◆ ASSIGNMENT: Could every line below be transcribed exactly, with the pictures dropped?

^^^^^^^^

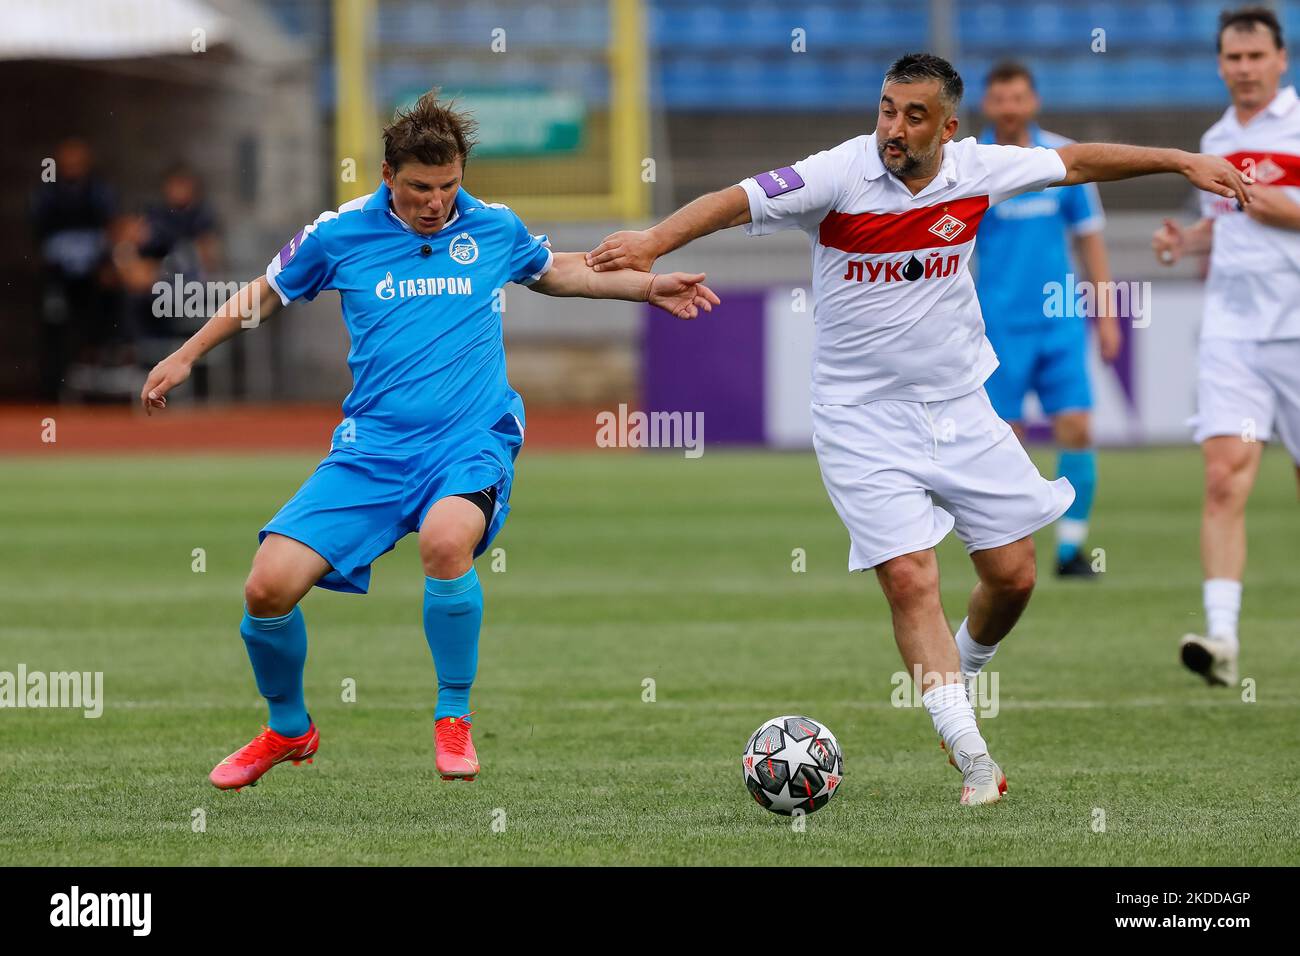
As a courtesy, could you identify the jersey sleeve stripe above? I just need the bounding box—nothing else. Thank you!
[517,247,554,285]
[1069,213,1106,236]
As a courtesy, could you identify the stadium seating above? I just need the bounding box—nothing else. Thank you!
[260,0,1300,112]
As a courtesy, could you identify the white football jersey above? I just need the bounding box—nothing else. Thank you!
[738,133,1066,404]
[1200,84,1300,341]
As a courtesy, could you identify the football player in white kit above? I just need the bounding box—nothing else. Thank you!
[590,53,1249,805]
[1154,7,1300,689]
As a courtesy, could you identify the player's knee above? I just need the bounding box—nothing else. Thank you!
[1204,455,1250,512]
[243,571,297,618]
[990,560,1037,604]
[419,529,474,579]
[875,554,940,610]
[1054,413,1091,449]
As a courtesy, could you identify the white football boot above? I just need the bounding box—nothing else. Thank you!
[958,751,1007,807]
[1179,633,1238,687]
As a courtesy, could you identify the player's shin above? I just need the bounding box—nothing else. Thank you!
[239,606,310,738]
[422,567,482,720]
[1055,449,1096,563]
[1203,578,1242,646]
[954,617,997,676]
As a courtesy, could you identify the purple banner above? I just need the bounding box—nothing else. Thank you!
[641,291,767,445]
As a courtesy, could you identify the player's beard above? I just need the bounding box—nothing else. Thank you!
[878,134,941,179]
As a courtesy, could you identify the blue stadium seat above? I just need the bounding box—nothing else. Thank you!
[959,2,1013,50]
[660,55,716,108]
[1027,3,1071,46]
[671,6,732,50]
[647,0,1247,111]
[830,55,887,107]
[850,4,927,49]
[733,4,787,49]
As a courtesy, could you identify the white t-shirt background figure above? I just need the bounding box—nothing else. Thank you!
[591,52,1250,807]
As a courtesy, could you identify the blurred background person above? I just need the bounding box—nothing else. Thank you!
[29,137,115,401]
[975,61,1120,579]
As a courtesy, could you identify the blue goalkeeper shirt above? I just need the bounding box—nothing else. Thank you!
[265,183,552,452]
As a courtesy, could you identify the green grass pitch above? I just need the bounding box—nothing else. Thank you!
[1,447,1297,866]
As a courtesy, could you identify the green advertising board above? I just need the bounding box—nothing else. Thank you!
[395,87,585,157]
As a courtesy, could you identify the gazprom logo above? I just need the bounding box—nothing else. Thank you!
[374,272,473,300]
[449,232,479,265]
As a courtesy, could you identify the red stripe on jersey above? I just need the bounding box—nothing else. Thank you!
[818,195,990,254]
[1224,151,1300,187]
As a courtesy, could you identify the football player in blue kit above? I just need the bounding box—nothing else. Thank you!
[141,91,719,789]
[976,62,1122,578]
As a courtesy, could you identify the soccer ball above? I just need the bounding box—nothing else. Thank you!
[742,715,844,815]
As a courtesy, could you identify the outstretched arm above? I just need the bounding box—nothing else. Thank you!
[531,251,720,319]
[1152,216,1214,264]
[140,275,281,414]
[585,186,752,273]
[1056,143,1251,206]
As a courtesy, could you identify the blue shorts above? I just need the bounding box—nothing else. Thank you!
[984,322,1092,422]
[260,411,524,594]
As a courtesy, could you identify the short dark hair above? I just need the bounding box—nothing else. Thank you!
[985,60,1036,91]
[884,52,964,114]
[1217,6,1284,52]
[383,88,480,172]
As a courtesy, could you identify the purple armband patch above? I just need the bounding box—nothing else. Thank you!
[754,166,806,199]
[278,229,306,268]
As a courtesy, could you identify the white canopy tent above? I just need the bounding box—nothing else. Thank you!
[0,0,231,61]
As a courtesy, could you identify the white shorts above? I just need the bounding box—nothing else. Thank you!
[1191,337,1300,463]
[812,388,1075,571]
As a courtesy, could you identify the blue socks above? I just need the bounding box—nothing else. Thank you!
[423,567,482,721]
[237,569,481,736]
[1056,448,1097,563]
[239,606,310,738]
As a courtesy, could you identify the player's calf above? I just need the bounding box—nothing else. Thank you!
[967,536,1037,648]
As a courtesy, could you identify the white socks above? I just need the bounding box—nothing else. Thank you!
[1203,578,1242,648]
[954,617,997,675]
[922,681,986,772]
[1057,517,1088,549]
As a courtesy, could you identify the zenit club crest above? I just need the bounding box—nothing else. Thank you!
[449,232,479,265]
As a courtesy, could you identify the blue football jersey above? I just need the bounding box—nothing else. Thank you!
[974,126,1105,332]
[266,183,552,451]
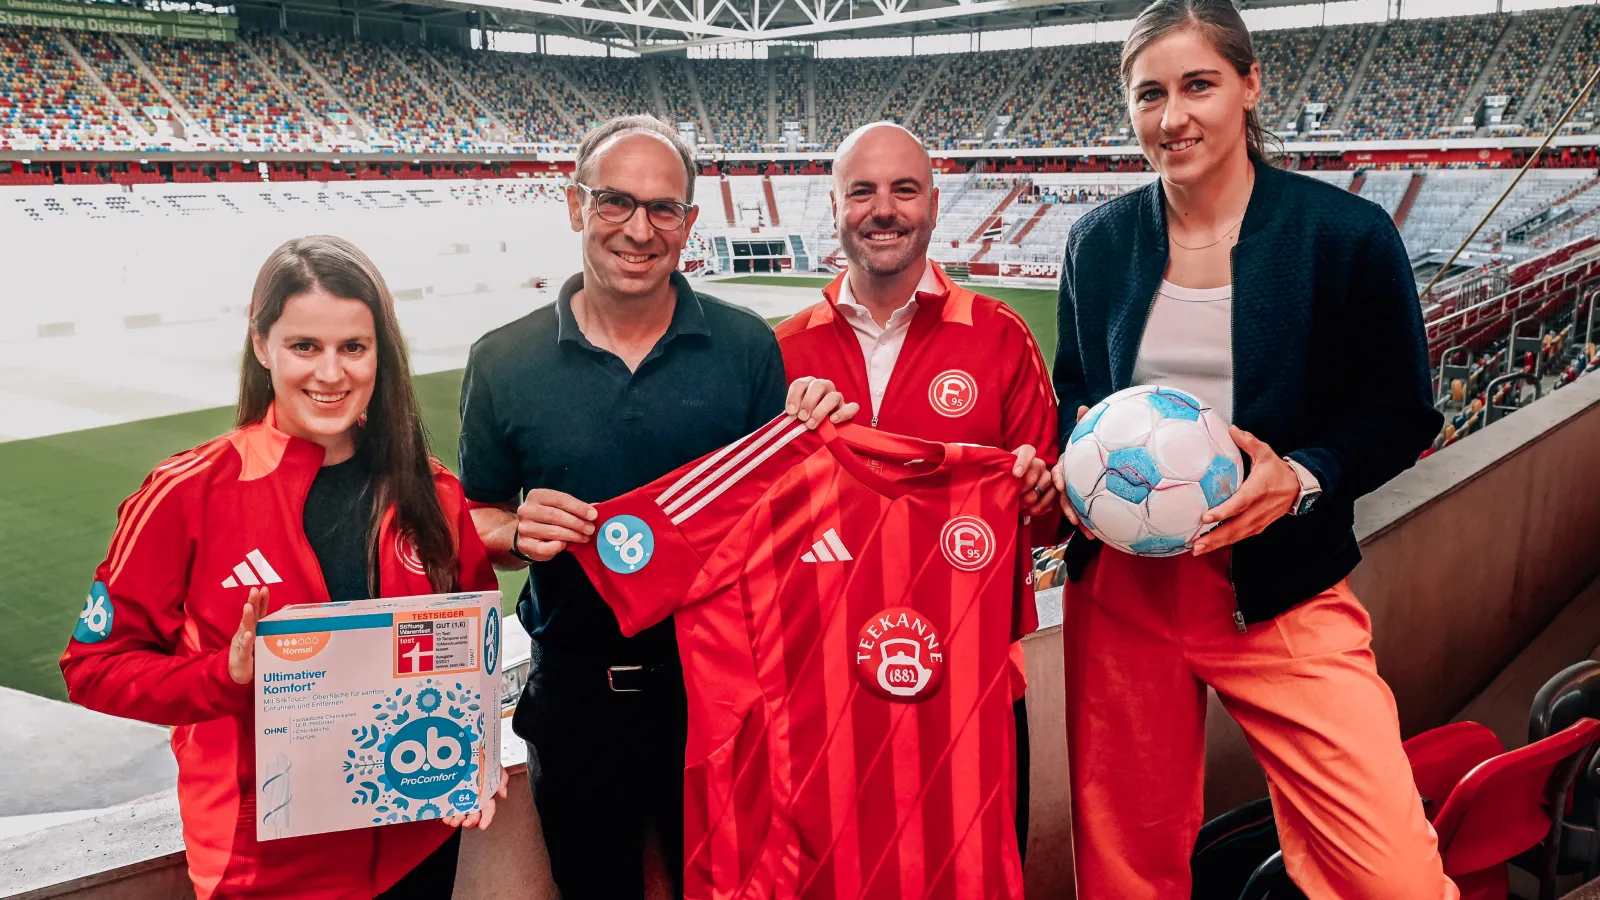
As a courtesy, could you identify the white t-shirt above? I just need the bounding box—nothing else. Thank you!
[835,262,940,419]
[1132,280,1235,424]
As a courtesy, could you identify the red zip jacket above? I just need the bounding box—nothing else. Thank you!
[775,261,1060,541]
[60,408,498,900]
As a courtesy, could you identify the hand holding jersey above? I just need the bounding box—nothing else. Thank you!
[501,376,857,564]
[1008,443,1057,516]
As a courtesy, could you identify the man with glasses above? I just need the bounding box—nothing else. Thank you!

^^^^^^^^

◆ WRITTEN ANSWER:
As a courtesy, could you identify the jersey sleeve stripe above? I just need the bounding box—nothing else. Thank you!
[517,247,554,285]
[1069,213,1106,236]
As a courtesy, could you identify the stadium seating above? I just need the bounding box—nothing else. Thank you!
[260,0,1300,112]
As a courtesy, could you identify the white football jersey above? I just need the bounding box—nothing else. Thank you!
[738,133,1066,404]
[1200,84,1300,341]
As a courtesy, could you identify the football player in white kit above? I just need the bounding box—nothing else. Thank you!
[590,53,1249,805]
[1154,7,1300,689]
As a courtesy, could you identify the player's knee above? I just need the bounding box—nothing else. Thank you!
[1204,455,1250,512]
[243,571,297,618]
[990,560,1037,604]
[419,529,474,579]
[875,554,940,610]
[1054,413,1091,449]
As a courtesy, could you identify the white football boot above? I just need the bounding box—nothing else. Thank you!
[958,751,1007,807]
[1179,633,1238,687]
As a courtesy, could you identify the player's shin above? I just need the bounding box—nothing else. Thank you!
[239,606,310,738]
[422,567,482,720]
[1055,449,1096,563]
[1203,578,1242,646]
[954,617,997,676]
As a courtesy, could you identify the purple banner above? I just need the bounding box—nothing else. Thank you!
[641,291,767,445]
As a courtesy, could you identify the player's beard above? I just need the bounding box—nothing else. Thank you!
[878,134,941,179]
As a courtesy, could you identify the blue stadium seat above? I just need the bounding box—nothing else. Thank you!
[959,2,1013,50]
[660,55,716,108]
[1027,3,1071,46]
[671,6,732,50]
[647,0,1247,111]
[830,55,887,107]
[850,4,927,49]
[733,4,787,49]
As a courtesy, could you identify the white t-shirt background figure above? I just need the bounding box—nothing else. Thank you!
[591,52,1250,807]
As a courtesy, could you identify the blurred background person above? I just need the bounding box—nothing else. Thank you!
[29,137,115,401]
[975,61,1120,579]
As a courtesy, could you identify the blue goalkeeper shirt above? I just need the bounding box—nothing else. Thank you!
[265,183,552,452]
As a courtesy, could you identify the green grass pitch above? I just need the bounding box—nothing else. Thank you!
[1,447,1297,866]
As a courtesy, could you identify the green advertising board above? I just need the bounding box—nothing else. Thank you!
[395,87,585,157]
As a courtesy, could you identify the gazprom logo above? I just need the bounding box—nothing else. Thank you!
[374,272,473,300]
[449,232,479,265]
As a courtesy, could you identify the red stripe on jersey above? I just need the bounding box—nothing else. Thank you!
[818,195,990,254]
[1224,151,1300,187]
As a courtesy, could you identify the football player in blue kit above? I just need the bounding box—nothing else. Thank you!
[141,91,719,789]
[976,62,1122,578]
As a courtesy, could you identify the soccer ball above? I just need the bounding box—nothing else. Thank you!
[742,715,844,815]
As a courtesy, could you identify the outstretched arm above? I just need the bounding box—nothing else. Thank you!
[531,251,720,319]
[1152,216,1214,264]
[140,275,281,414]
[585,186,752,273]
[1056,143,1251,206]
As a courtesy, could you identify the blue shorts above? I just need the bounding box—nothing else. Thank you!
[984,322,1092,422]
[260,411,524,594]
As a courtesy, could you identify the short dark hair above? I just need the bounding box—nothing else. Thank you!
[985,60,1036,91]
[884,52,964,114]
[1217,6,1284,52]
[383,88,480,172]
As a courtesy, could you identify the purple armband patch above? I just need the bounding box—nothing else. Thank you!
[754,166,806,199]
[278,229,306,268]
As a courtesy, could you identify the white canopy tent above? I just need the bounding box—nothing else. Thank you!
[0,0,231,61]
As a courtesy, could you identify the white shorts above? I just need the bounding box—nothing else. Thank you!
[1191,337,1300,463]
[812,388,1075,571]
As a courtesy, could you identify the blue socks above? I just need the bounding box—nothing else. Thank you!
[423,567,482,721]
[237,569,481,736]
[1056,448,1097,563]
[239,606,310,738]
As a courtesy, could you identify the player's calf above? I just need the bounding box—nothing else. Thank you!
[967,536,1037,648]
As a courtesy, could you identify the white socks above? I just need the bounding box—nothing else. Thank you!
[1203,578,1242,648]
[954,617,997,675]
[922,681,986,772]
[1057,517,1088,549]
As a courtesy, could you identify the zenit club crest above? I just need the bounding box—nothing else. Thank you!
[449,232,479,265]
As a courtesy, could you identify the blue football jersey above? I just need the bounding box—nothing else. Thank you!
[974,126,1105,332]
[266,183,552,451]
As a courtesy, could you identify the white t-shirt above? I just need the bounding box—nothing else. Thank you!
[835,262,940,419]
[1132,280,1235,424]
As a courtesy, could you identify the red zip jacket above? I just need the bounding box—nothing else. Thank you!
[775,261,1060,541]
[60,408,498,900]
As a courtesy, could you identify the hand holding jersey above? I just need the bounding box—nothing else. Thank you!
[501,376,857,564]
[1008,443,1057,516]
As a courtesy, could you identify the man with glasses above? I just need the bounding box—nothing else. Thank you!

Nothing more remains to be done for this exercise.